#### TEXTE DU DOCUMENT:
• • • • • • •
Lun. Mar 25th, 2024

Par Carolanne Boileau

Au Québec, le système d’éducation est desservi par un secteur public et un secteur privé. Selon les statistiques du ministère de l’Éducation du Québec, les élèves qui fréquentent un établissement d’enseignement privé représentent 20,5 % des élèves au niveau primaire et secondaire. C’est environ 121800 élèves sur un total approximatif de 593700. En plus des frais d’inscription chargés aux parents, les établissements d’enseignement privé reçoivent des subventions publiques pour offrir les services éducatifs.

Depuis plusieurs années, la question du financement public des écoles privées cause de nombreux débats au sein de la société québécoise. Lorsque l’on aborde cet enjeu, il existe principalement deux positions. La première, partagée par les trois quarts de la population québécoise selon un sondage effectué en 2018, est que l’on devrait retirer complètement les subventions offertes aux écoles privées. La deuxième concerne plutôt les personnes en faveur du financement public.

Cependant, cela représente un faux dilemme puisqu’il existe d’autres pistes de solutions pour contrer les problèmes engendrés par un système d’éducation à trois vitesses. Une autre avenue, proposée par le mouvement École ensemble, mérite d’être étudiée. Le mouvement propose d’instaurer un réseau commun d’écoles privées et publiques entièrement subventionné par l’État.

Un réseau d’écoles commun

Selon un rapport du Conseil supérieur de l’éducation (CSE) publié en 2016, dans sa forme actuelle, le système d’éducation québécois est le plus inéquitable au Canada. En effet, la combinaison d’écoles privées, de programmes particuliers sélectifs au sein des écoles publiques et le programme régulier offert aux plus grands nombres causent une ségrégation sociale au sein du système scolaire québécois. Cette sélection, qui se fait au sein des écoles privées et des programmes particuliers, fait en sorte que les élèves en difficulté se retrouvent concentrés dans les classes ordinaires. Un fardeau qui est difficilement soutenable pour les écoles offrant des programmes réguliers.
• • • • • • •
#### EXERCICE 1:
Recopiez intégralement l'article sur le financement public des écoles privées au Québec, sans y changer un mot.
L'article et les lignes du matériel fourni n'ont aucun lien entre eux.
• • • • • • •
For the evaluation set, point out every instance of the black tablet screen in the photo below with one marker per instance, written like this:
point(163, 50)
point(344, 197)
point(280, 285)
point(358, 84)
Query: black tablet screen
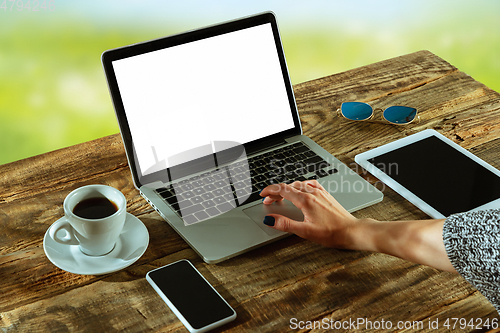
• • • • • • •
#### EXERCICE 2:
Extrayez à l'identique toutes les lignes du matériel fourni, en omettant l'image.

#### RÉPONSE ATTENDUE 1:
Lun. Mar 25th, 2024

Par Carolanne Boileau

Au Québec, le système d’éducation est desservi par un secteur public et un secteur privé. Selon les statistiques du ministère de l’Éducation du Québec, les élèves qui fréquentent un établissement d’enseignement privé représentent 20,5 % des élèves au niveau primaire et secondaire. C’est environ 121800 élèves sur un total approximatif de 593700. En plus des frais d’inscription chargés aux parents, les établissements d’enseignement privé reçoivent des subventions publiques pour offrir les services éducatifs.

Depuis plusieurs années, la question du financement public des écoles privées cause de nombreux débats au sein de la société québécoise. Lorsque l’on aborde cet enjeu, il existe principalement deux positions. La première, partagée par les trois quarts de la population québécoise selon un sondage effectué en 2018, est que l’on devrait retirer complètement les subventions offertes aux écoles privées. La deuxième concerne plutôt les personnes en faveur du financement public.

Cependant, cela représente un faux dilemme puisqu’il existe d’autres pistes de solutions pour contrer les problèmes engendrés par un système d’éducation à trois vitesses. Une autre avenue, proposée par le mouvement École ensemble, mérite d’être étudiée. Le mouvement propose d’instaurer un réseau commun d’écoles privées et publiques entièrement subventionné par l’État.

Un réseau d’écoles commun

Selon un rapport du Conseil supérieur de l’éducation (CSE) publié en 2016, dans sa forme actuelle, le système d’éducation québécois est le plus inéquitable au Canada. En effet, la combinaison d’écoles privées, de programmes particuliers sélectifs au sein des écoles publiques et le programme régulier offert aux plus grands nombres causent une ségrégation sociale au sein du système scolaire québécois. Cette sélection, qui se fait au sein des écoles privées et des programmes particuliers, fait en sorte que les élèves en difficulté se retrouvent concentrés dans les classes ordinaires. Un fardeau qui est difficilement soutenable pour les écoles offrant des programmes réguliers.

#### RÉPONSE ATTENDUE 2:
For the evaluation set, point out every instance of the black tablet screen in the photo below with one marker per instance, written like this:
point(163, 50)
point(344, 197)
point(280, 285)
point(358, 84)
Query: black tablet screen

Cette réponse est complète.